**Exercise directions**
Count the lines in the records below that contain the string "green", treating uppercase and lowercase letters as different. Reply with the number alone.

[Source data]
▶

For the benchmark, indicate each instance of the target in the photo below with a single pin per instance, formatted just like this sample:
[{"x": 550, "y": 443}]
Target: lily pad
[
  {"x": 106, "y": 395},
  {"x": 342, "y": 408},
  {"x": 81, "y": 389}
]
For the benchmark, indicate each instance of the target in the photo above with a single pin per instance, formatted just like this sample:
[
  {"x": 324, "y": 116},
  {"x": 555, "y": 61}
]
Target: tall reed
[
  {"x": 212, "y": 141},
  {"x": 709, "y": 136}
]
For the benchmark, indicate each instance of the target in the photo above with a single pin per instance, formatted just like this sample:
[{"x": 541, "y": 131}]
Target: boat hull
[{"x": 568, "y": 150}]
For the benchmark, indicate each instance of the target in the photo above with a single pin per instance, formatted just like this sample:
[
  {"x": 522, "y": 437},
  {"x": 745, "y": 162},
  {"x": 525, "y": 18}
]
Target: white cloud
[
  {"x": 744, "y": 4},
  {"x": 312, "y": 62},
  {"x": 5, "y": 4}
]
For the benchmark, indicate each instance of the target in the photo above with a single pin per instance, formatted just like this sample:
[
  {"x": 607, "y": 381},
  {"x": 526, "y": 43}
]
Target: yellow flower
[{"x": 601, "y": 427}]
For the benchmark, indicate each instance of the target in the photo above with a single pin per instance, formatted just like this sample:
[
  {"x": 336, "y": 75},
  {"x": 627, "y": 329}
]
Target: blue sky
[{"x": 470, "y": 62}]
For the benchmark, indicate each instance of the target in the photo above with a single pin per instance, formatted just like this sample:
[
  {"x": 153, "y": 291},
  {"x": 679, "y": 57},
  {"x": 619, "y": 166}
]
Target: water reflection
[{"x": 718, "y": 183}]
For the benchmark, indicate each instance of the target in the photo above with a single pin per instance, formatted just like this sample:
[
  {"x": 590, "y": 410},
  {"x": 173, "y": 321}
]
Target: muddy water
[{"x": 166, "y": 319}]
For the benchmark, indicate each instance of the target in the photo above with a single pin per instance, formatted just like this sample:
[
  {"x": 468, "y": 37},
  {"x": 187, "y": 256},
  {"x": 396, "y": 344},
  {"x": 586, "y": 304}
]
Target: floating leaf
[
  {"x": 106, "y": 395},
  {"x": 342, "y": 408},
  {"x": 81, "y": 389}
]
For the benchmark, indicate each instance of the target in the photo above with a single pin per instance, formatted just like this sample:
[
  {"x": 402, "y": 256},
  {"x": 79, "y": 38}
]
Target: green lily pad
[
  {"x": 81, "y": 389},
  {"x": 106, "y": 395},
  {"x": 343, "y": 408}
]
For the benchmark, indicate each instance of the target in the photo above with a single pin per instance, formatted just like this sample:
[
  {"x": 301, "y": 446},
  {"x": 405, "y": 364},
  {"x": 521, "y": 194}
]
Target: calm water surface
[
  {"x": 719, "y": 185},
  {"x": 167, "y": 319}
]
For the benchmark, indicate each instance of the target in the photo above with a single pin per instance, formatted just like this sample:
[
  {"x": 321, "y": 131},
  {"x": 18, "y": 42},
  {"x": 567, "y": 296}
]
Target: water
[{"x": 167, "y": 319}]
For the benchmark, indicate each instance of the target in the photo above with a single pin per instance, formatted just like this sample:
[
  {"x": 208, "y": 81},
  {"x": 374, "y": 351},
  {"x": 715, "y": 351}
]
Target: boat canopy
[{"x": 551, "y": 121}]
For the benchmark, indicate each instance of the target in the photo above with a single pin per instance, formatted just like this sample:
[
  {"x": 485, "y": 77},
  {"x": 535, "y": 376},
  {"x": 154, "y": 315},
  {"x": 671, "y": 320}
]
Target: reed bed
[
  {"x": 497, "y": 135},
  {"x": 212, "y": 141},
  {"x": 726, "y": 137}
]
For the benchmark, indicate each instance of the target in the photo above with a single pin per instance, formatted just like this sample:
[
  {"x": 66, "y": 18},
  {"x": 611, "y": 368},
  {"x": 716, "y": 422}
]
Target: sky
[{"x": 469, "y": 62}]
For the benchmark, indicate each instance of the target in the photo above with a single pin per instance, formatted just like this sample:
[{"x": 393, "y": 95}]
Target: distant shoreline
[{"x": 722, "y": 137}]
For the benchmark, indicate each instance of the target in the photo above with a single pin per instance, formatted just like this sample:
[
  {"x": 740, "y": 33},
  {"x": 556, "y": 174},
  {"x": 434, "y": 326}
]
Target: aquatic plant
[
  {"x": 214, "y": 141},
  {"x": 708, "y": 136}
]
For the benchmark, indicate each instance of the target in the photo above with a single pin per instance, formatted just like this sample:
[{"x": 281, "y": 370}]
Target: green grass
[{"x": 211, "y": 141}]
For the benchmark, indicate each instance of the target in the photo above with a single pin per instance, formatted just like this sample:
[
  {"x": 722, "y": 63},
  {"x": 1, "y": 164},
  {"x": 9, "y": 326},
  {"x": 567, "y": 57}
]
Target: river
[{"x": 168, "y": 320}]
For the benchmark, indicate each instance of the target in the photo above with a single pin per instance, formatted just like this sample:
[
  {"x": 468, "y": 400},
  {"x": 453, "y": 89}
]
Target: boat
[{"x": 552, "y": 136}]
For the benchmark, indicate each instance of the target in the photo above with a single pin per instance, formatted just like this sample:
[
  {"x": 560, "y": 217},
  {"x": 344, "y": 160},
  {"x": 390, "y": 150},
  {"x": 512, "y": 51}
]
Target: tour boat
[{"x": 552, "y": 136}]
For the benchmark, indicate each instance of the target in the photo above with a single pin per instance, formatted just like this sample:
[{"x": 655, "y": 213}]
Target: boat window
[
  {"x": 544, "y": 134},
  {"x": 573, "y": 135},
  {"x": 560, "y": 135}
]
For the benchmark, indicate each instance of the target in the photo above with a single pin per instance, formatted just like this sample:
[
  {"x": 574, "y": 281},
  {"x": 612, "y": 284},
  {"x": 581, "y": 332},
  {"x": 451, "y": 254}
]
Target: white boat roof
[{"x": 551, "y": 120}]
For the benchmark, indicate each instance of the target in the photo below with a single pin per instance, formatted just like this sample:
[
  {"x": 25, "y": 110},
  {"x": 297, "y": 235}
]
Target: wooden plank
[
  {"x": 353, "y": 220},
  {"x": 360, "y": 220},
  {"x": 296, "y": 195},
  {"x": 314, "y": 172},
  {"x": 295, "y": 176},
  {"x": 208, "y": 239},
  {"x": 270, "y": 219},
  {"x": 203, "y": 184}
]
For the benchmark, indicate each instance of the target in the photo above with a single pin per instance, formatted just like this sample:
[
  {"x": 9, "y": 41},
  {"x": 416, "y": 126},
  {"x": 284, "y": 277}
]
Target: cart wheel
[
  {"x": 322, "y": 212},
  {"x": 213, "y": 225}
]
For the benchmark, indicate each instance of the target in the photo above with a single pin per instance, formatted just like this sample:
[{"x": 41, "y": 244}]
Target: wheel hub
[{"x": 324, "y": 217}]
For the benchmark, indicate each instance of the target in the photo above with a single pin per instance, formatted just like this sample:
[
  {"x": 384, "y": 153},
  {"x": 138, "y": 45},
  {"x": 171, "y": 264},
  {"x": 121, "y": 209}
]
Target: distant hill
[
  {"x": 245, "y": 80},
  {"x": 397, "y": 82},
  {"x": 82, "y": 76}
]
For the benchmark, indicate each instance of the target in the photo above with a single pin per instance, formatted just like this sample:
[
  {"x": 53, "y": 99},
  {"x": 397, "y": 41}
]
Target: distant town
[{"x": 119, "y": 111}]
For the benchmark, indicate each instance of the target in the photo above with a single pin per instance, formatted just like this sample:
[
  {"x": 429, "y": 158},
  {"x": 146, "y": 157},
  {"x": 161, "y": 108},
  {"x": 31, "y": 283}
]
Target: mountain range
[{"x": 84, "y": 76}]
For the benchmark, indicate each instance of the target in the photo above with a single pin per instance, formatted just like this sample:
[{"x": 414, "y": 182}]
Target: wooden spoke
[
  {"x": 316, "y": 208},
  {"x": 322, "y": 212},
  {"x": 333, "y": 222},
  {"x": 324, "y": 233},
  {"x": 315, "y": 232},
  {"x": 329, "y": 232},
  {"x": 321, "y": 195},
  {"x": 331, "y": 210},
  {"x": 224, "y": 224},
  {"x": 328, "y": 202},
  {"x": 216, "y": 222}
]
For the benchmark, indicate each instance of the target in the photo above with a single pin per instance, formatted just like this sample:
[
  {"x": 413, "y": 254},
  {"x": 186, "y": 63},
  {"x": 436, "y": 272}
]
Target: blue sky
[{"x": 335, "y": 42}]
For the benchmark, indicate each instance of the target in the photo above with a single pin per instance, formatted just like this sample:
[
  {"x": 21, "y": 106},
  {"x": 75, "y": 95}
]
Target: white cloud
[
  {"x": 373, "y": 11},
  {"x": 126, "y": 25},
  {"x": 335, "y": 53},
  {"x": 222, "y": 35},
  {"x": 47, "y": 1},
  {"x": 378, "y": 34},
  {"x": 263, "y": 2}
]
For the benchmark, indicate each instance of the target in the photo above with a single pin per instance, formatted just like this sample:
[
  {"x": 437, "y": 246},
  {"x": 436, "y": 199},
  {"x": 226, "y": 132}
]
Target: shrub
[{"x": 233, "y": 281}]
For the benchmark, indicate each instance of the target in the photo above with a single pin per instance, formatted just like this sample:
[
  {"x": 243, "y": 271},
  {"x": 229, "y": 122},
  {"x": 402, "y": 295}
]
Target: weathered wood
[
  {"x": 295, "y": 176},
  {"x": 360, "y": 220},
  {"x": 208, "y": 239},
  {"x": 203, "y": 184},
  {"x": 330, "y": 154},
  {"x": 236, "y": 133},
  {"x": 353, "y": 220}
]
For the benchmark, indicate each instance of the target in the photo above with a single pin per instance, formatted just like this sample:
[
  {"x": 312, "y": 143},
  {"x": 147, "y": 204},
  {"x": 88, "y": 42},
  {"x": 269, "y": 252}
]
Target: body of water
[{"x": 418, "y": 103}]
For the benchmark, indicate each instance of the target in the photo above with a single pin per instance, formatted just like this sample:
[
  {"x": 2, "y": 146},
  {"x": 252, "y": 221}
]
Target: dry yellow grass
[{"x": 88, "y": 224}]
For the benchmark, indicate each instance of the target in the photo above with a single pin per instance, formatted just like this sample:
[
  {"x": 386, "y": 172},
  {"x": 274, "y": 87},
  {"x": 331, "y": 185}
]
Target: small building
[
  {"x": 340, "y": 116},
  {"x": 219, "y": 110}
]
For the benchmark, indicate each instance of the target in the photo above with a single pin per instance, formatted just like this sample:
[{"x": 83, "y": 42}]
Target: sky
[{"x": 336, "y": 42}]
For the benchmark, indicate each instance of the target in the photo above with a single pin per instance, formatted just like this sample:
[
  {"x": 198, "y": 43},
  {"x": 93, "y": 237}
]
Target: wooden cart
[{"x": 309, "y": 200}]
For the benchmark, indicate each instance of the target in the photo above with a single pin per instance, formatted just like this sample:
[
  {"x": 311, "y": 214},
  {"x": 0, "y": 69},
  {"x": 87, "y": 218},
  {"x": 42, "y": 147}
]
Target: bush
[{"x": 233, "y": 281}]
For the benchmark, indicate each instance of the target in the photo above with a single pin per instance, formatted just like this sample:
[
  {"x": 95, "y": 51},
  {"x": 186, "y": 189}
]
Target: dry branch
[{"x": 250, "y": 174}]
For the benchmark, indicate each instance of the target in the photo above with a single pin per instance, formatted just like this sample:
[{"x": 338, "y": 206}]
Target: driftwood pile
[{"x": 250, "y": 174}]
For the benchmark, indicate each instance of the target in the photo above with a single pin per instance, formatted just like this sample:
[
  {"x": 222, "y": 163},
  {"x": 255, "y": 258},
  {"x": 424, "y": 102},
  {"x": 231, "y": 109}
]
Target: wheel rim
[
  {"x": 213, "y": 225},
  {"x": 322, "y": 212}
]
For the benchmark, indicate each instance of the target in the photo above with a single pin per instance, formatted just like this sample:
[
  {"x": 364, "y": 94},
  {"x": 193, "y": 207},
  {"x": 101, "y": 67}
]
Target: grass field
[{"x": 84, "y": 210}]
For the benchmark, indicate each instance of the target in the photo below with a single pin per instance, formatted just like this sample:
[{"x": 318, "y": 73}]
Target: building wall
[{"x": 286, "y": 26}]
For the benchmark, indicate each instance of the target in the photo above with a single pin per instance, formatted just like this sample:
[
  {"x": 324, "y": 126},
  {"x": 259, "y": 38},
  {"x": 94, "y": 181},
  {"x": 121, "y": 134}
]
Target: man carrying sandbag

◀

**Exercise output**
2